## [WHAT IS EXPECTED]
In the listing below, find every line with the string "tree" and pull it out.

SOURCE MATERIAL START

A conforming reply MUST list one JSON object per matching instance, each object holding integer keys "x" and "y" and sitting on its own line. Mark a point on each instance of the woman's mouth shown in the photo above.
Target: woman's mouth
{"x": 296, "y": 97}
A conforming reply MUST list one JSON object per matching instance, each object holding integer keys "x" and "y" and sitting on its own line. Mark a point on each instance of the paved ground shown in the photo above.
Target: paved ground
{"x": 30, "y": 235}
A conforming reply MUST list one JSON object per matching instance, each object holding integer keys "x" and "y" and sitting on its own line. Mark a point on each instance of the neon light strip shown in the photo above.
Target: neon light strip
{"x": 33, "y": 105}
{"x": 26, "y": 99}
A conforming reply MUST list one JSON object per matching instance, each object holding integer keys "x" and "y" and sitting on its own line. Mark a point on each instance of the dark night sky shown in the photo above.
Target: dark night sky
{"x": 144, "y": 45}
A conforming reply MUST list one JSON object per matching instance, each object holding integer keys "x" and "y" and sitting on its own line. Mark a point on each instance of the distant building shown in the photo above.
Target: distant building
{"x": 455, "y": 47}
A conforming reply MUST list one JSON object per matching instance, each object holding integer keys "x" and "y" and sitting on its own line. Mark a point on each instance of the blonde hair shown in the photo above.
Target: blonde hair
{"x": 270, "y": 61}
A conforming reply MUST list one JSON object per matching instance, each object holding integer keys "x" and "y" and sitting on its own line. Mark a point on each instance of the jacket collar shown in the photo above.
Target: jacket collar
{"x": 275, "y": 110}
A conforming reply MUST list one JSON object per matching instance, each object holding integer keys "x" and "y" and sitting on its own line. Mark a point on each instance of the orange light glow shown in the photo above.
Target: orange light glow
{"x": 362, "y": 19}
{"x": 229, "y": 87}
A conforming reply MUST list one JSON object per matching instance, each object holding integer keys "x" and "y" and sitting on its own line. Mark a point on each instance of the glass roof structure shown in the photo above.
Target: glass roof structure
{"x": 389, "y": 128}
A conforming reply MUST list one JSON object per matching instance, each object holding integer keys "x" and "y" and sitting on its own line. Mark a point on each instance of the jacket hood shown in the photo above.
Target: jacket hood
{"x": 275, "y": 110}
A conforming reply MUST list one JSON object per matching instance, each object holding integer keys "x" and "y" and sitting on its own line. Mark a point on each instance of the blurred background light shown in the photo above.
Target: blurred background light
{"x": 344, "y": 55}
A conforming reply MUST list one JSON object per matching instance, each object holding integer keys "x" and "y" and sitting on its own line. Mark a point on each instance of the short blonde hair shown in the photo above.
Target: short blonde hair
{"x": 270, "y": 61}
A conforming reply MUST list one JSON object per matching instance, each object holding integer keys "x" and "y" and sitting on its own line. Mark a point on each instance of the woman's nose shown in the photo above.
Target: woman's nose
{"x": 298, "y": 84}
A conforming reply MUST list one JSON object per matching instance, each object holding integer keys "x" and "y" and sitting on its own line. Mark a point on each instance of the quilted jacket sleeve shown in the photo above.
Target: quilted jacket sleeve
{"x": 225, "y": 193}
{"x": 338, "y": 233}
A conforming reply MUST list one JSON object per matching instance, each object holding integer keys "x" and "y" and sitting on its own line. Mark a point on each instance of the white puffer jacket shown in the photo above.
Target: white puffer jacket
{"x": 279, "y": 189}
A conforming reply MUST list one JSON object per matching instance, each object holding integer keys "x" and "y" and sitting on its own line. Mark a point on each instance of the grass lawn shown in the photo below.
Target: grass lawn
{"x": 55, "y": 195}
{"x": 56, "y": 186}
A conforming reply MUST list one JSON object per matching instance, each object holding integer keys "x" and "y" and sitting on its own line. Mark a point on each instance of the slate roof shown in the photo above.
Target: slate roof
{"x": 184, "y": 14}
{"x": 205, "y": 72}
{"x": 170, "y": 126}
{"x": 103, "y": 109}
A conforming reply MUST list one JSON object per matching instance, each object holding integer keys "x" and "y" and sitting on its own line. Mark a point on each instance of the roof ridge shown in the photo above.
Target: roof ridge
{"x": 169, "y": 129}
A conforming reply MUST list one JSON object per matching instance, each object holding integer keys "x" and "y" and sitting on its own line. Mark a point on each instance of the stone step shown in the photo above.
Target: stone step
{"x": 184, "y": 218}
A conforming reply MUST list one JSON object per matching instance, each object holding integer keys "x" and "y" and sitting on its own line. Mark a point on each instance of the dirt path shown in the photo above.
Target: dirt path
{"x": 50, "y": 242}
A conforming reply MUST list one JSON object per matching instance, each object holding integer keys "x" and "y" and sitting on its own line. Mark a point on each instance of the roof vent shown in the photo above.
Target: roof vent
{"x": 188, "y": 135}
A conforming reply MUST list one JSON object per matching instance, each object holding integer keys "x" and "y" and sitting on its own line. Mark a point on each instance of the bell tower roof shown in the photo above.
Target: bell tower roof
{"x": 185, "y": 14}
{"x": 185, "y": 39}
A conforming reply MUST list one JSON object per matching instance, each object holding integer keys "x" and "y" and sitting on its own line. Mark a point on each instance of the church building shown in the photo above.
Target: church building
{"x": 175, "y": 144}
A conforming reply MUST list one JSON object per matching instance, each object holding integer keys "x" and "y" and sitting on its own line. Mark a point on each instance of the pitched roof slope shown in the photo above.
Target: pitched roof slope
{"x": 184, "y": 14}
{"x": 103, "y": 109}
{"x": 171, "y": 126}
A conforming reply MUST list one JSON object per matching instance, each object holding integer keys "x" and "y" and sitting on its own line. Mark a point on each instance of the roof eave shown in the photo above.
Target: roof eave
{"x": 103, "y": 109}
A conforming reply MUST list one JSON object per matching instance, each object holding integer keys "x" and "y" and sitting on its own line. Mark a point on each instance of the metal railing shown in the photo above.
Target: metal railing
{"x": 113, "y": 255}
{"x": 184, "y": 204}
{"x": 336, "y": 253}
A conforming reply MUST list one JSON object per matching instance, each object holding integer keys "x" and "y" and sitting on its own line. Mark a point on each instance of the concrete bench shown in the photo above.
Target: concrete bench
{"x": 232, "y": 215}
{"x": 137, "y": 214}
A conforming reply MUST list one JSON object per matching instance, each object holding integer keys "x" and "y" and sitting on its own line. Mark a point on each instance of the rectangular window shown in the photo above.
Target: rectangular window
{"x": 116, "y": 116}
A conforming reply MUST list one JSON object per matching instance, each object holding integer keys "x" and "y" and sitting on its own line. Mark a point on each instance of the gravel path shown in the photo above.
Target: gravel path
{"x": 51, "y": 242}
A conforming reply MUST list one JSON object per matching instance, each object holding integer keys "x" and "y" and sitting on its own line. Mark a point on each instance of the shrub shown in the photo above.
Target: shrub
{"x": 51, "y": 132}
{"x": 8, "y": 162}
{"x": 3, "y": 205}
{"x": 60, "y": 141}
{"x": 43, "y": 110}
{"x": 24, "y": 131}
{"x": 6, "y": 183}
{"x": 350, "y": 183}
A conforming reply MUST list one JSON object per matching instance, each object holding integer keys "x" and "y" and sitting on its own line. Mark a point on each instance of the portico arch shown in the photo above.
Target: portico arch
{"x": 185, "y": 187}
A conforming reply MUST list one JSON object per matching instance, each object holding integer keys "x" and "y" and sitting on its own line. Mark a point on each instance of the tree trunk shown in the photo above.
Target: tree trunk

SOURCE MATERIAL END

## [WRITTEN RESPONSE]
A conforming reply MUST list one JSON object per matching instance, each object holding integer keys "x" and "y" and sitting on its own line. Mark a point on each instance of the tree trunk shown in the photo above.
Target: tree trunk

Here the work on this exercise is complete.